## 本文
またここで、「瞬間的に大音量になる値」は、人間の音の聴こえ方を考慮すると「Peak」ではなく VU メーターや Momentary Loudness 値とも近い、「Max 300ms RMS」あたりがよく該当すると思います。
Integrated Loudness はゲート処理によって Momentary Loudness の Max と全体の平均値の間を取るような形に多少はなっていますので、(どうしてもある種の不平等は残ってしまうとはいえ) 運用上ある程度妥当な計算と言えそうというわけです。
2-2. RMS その 2 - ダイナミックレンジの分解 -
ここで、「RMS を取る区間」に話を戻しつつ「ダイナミックレンジ」とは何なのか確認してみます。
今回の文脈で「ダイナミックレンジ」と言う場合、大枠では「Peak と RMS の差」的な意味と思って良いと思うのですが、ではその「RMS を取る区間」は?という部分が深めるポイントです。

(元データ)
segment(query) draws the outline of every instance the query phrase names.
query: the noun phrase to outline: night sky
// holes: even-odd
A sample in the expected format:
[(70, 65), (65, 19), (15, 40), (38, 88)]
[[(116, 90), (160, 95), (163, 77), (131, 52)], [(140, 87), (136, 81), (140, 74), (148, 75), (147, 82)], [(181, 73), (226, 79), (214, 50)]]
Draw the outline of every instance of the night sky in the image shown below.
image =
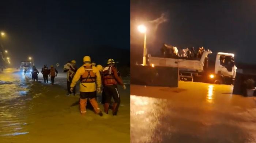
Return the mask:
[(123, 54), (129, 53), (129, 1), (8, 0), (1, 5), (0, 30), (7, 34), (1, 40), (13, 66), (32, 56), (38, 68), (72, 59), (79, 66), (87, 55), (103, 65), (110, 58), (129, 62), (129, 54)]
[(131, 4), (132, 45), (143, 47), (137, 25), (163, 13), (167, 21), (155, 32), (148, 29), (150, 52), (158, 52), (164, 43), (179, 48), (203, 46), (213, 55), (233, 53), (238, 62), (256, 63), (256, 1), (132, 0)]

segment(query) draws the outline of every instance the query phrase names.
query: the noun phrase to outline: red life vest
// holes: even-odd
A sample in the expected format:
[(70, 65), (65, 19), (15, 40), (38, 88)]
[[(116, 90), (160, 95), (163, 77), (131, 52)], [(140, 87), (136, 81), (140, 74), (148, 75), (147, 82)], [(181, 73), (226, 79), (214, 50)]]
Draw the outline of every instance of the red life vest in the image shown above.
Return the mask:
[(50, 74), (51, 76), (55, 76), (55, 68), (51, 68), (50, 69)]
[(84, 66), (84, 73), (81, 76), (82, 83), (92, 83), (96, 82), (96, 75), (93, 71), (93, 65)]
[(114, 73), (112, 69), (114, 67), (113, 65), (105, 67), (102, 71), (103, 84), (104, 86), (116, 84), (116, 82), (114, 76)]
[(43, 74), (48, 75), (49, 74), (49, 69), (47, 67), (43, 68)]

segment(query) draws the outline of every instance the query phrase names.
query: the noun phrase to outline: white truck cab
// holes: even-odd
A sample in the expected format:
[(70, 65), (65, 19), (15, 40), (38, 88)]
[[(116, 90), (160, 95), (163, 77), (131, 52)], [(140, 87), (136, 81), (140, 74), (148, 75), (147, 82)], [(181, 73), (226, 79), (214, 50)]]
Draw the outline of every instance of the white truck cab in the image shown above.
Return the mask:
[(216, 56), (214, 73), (224, 77), (234, 79), (237, 68), (233, 53), (218, 52)]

## 問題の詳細
上の本文のうち、「Integrated Loudness はゲート処理によって」と「RMS の差」的な意味と思って良いと思うのですが、ではその「RMS を取る区間」は?という部分が深めるポイントです。」の間を両端も含めて一字一句そのまま書き写してください。

## 演習の出力
Integrated Loudness はゲート処理によって Momentary Loudness の Max と全体の平均値の間を取るような形に多少はなっていますので、(どうしてもある種の不平等は残ってしまうとはいえ) 運用上ある程度妥当な計算と言えそうというわけです。
2-2. RMS その 2 - ダイナミックレンジの分解 -
ここで、「RMS を取る区間」に話を戻しつつ「ダイナミックレンジ」とは何なのか確認してみます。
今回の文脈で「ダイナミックレンジ」と言う場合、大枠では「Peak と RMS の差」的な意味と思って良いと思うのですが、ではその「RMS を取る区間」は?という部分が深めるポイントです。